→ **Instructions for the task**
Please render the lines below as a JSON list of strings, one string for each line, with blank lines left out.

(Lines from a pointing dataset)
=======
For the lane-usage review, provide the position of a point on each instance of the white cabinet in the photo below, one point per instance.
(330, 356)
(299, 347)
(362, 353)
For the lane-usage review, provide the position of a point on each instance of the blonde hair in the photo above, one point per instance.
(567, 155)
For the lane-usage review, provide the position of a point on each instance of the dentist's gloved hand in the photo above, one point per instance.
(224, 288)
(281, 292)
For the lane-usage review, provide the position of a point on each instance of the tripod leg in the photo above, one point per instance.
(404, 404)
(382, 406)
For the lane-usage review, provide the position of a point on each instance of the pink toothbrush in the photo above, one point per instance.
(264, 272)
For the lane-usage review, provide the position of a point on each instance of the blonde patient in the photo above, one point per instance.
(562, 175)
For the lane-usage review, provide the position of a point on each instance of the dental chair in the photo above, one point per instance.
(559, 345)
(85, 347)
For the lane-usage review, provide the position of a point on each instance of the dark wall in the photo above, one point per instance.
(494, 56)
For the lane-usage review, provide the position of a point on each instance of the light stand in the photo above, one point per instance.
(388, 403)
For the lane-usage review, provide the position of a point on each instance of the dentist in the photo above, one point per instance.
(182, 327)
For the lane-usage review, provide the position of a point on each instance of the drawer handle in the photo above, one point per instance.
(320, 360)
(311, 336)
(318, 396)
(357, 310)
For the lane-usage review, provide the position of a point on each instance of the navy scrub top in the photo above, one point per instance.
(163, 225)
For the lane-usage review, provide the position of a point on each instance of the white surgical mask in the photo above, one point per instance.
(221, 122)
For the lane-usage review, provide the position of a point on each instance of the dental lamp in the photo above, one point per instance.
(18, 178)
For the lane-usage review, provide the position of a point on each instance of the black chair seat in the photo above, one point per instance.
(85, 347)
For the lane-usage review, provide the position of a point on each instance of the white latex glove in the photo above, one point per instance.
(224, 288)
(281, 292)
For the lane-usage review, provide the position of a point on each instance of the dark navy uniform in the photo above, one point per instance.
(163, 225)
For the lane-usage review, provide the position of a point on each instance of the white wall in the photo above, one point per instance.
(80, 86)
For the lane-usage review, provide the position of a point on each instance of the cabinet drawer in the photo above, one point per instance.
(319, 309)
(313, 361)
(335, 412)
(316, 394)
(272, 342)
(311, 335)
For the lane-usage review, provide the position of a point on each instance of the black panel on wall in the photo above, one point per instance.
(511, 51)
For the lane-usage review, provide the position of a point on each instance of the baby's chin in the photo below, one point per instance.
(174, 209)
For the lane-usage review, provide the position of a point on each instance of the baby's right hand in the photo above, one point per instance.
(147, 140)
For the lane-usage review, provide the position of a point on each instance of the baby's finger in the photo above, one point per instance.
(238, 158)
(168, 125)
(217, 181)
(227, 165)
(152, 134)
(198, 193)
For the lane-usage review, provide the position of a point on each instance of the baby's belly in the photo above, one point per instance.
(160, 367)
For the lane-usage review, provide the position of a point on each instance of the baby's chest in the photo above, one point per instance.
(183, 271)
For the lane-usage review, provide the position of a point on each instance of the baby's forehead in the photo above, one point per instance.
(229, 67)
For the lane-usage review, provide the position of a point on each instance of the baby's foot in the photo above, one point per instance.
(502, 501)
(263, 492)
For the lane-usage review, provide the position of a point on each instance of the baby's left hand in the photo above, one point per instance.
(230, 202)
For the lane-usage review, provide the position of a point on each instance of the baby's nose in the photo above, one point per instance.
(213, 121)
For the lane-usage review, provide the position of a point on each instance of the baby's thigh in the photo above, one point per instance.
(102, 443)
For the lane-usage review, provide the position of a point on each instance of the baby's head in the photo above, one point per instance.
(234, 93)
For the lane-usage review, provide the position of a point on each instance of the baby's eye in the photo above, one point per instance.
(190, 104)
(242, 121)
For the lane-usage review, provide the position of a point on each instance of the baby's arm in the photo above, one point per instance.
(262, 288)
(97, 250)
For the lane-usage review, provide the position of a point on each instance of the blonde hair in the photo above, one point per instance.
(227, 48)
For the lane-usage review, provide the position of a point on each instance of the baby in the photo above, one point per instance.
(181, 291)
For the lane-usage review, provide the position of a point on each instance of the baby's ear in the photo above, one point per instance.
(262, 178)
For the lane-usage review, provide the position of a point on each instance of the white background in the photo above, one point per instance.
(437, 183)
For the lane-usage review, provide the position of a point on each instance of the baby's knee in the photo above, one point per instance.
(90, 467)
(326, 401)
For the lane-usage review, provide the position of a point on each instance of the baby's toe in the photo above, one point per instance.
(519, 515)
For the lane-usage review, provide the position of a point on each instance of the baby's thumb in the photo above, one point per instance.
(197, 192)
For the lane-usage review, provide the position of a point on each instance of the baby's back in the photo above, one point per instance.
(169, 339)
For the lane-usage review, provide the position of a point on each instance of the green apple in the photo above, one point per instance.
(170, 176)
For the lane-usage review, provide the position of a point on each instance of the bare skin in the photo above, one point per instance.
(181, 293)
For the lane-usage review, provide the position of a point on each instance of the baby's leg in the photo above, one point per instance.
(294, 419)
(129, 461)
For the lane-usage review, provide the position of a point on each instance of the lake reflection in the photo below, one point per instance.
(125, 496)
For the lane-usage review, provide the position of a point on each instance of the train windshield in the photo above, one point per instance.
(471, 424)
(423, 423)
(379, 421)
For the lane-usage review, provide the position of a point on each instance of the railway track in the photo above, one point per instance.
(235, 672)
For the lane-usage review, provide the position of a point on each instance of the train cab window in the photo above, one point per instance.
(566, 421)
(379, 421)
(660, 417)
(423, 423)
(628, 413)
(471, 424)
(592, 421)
=======
→ **Worked solution**
[
  "For the lane-usage review, provide the position of a point on each instance of the white cabinet in the photo below, one point per instance.",
  "(330, 356)",
  "(299, 347)",
  "(362, 353)",
  "For the lane-usage review, provide the position of a point on each instance of the blonde hair in the photo above, one point per instance.",
  "(567, 155)",
  "For the lane-usage review, provide the position of a point on each instance of the dentist's gloved hand in the photo above, one point per instance.",
  "(224, 288)",
  "(281, 292)",
  "For the lane-usage review, provide the position of a point on each instance of the tripod leg in the photo above, one point per instance.",
  "(404, 404)",
  "(382, 406)",
  "For the lane-usage review, provide the position of a point on each instance of the pink toothbrush in the photo above, one point per instance.",
  "(264, 272)",
  "For the lane-usage review, provide the position of a point on each instance of the blonde patient in the photo above, one point per instance.",
  "(562, 175)",
  "For the lane-usage review, provide the position of a point on each instance of the dental chair in the photo above, one point per instance.",
  "(559, 345)",
  "(85, 347)",
  "For the lane-usage review, provide the position of a point on each instance of the dark wall in the photo above, one point per instance.",
  "(494, 56)",
  "For the lane-usage review, provide the position of a point on each instance of the light stand in the photo above, one point per instance.",
  "(388, 403)",
  "For the lane-usage review, provide the position of a point on each instance of the dentist in the photo above, one point per instance.",
  "(182, 327)",
  "For the lane-usage review, provide the position of a point on each instance of the drawer handle in the photo above, one point per instance.",
  "(320, 360)",
  "(311, 336)",
  "(318, 396)",
  "(357, 310)",
  "For the lane-usage review, provide the position of a point on each instance of the navy scrub top in the photo above, one point per instance.",
  "(163, 225)",
  "For the lane-usage review, provide the position of a point on each instance of the white surgical mask in the photo above, one point per instance.",
  "(221, 122)",
  "For the lane-usage review, provide the position of a point on each instance of the dental lamp in the photo above, one point per instance.",
  "(18, 178)",
  "For the lane-usage review, provide the position of a point on each instance of the black chair seat in the photo above, one point per instance.",
  "(85, 347)",
  "For the lane-usage review, provide the position of a point on each instance of the white latex glove in the photo above, one point per instance.",
  "(224, 288)",
  "(281, 292)",
  "For the lane-usage review, provide the position of a point on each instance of the dark navy uniform in the photo above, one point per instance.",
  "(163, 225)",
  "For the lane-usage review, provide the position of a point on each instance of the white wall in the photo above, one point per instance.",
  "(80, 86)",
  "For the lane-usage review, provide the position of a point on each instance of the cabinet drawer in the photo above, one point per instance.",
  "(319, 309)",
  "(313, 361)",
  "(335, 412)",
  "(316, 394)",
  "(272, 342)",
  "(311, 335)",
  "For the lane-usage review, provide the position of a point on each instance of the black panel on wall in the photo above, one point per instance.",
  "(511, 51)",
  "For the lane-usage review, provide the position of a point on each instance of the baby's chin in the photo below, one point per instance.",
  "(174, 209)",
  "For the lane-usage review, provide the position of a point on each instance of the baby's right hand in the photo above, one point per instance.",
  "(147, 140)",
  "For the lane-usage review, provide the position of a point on each instance of the baby's finger in the photo above, one point per instance.",
  "(238, 158)",
  "(168, 125)",
  "(217, 181)",
  "(227, 165)",
  "(152, 134)",
  "(198, 193)",
  "For the lane-usage review, provide the position of a point on each instance of the baby's belly in the photo above, one point per instance.",
  "(160, 367)",
  "For the lane-usage review, provide the position of a point on each instance of the baby's chest in the photo above, one point per instance.",
  "(183, 271)",
  "For the lane-usage review, provide the position of a point on each instance of the baby's forehead in the photo above, one point per instance.",
  "(229, 67)",
  "For the lane-usage review, provide the position of a point on each instance of the baby's foot in the photo above, one point per instance.",
  "(502, 501)",
  "(263, 492)",
  "For the lane-usage review, provide the position of a point on each instance of the baby's left hand in the photo above, one point per instance.",
  "(230, 202)",
  "For the lane-usage review, provide the position of a point on each instance of the baby's nose in the photo above, one point per instance.",
  "(213, 121)",
  "For the lane-usage review, provide the position of a point on each instance of the baby's thigh in the photo above, one point per instance.",
  "(102, 443)",
  "For the lane-usage review, provide the position of a point on each instance of the baby's head in the photo above, one point per instance.",
  "(234, 93)",
  "For the lane-usage review, provide the position of a point on each instance of the baby's eye in the photo above, one point per instance.",
  "(190, 104)",
  "(242, 121)",
  "For the lane-usage review, provide the position of a point on each instance of the baby's arm in the photo above, one point per instance.",
  "(262, 288)",
  "(97, 250)",
  "For the lane-usage review, provide the position of a point on each instance of the blonde hair in the photo above, one point per instance.",
  "(227, 48)",
  "For the lane-usage review, provide the position of a point on each instance of the baby in the photo above, one point per instance.",
  "(181, 291)",
  "For the lane-usage review, provide the position of a point on each instance of the baby's ear in the photo above, one point per instance.",
  "(262, 178)",
  "For the lane-usage review, provide the position of a point on each instance of the white background in the photo above, one point per instance.",
  "(437, 183)",
  "For the lane-usage review, provide the position of a point on each instance of the baby's knee in the photo above, one point per instance.",
  "(90, 467)",
  "(326, 401)",
  "For the lane-usage review, provide the position of a point on each instance of the baby's toe in the photo above, one point per instance.",
  "(519, 515)",
  "For the lane-usage review, provide the position of a point on each instance of the baby's thumb in the photo above, one point per instance.",
  "(197, 192)",
  "For the lane-usage review, provide the position of a point on each instance of the baby's back in the photo above, one point per instance.",
  "(169, 339)",
  "For the lane-usage review, provide the position of a point on each instance of the green apple in the photo above, one point per instance.",
  "(170, 176)",
  "For the lane-usage review, provide the position of a point on each instance of the bare skin in the photo above, one point per instance.",
  "(181, 293)",
  "For the lane-usage review, provide the position of a point on each instance of the baby's leg in the photo above, one point per instance.",
  "(294, 419)",
  "(129, 461)",
  "For the lane-usage review, provide the position of a point on each instance of the lake reflection in the photo below, one point per instance.",
  "(125, 496)",
  "For the lane-usage review, provide the position of a point on each instance of the train windshield in the photo above, one point per instance.",
  "(471, 424)",
  "(423, 423)",
  "(379, 421)",
  "For the lane-usage review, provide the position of a point on each instance of the railway track in the photo above, one point per instance.",
  "(235, 672)",
  "For the lane-usage review, provide the position of a point on each instance of the train cab window in the photo above, one point per instance.",
  "(566, 421)",
  "(379, 421)",
  "(660, 417)",
  "(423, 423)",
  "(628, 413)",
  "(471, 424)",
  "(592, 421)"
]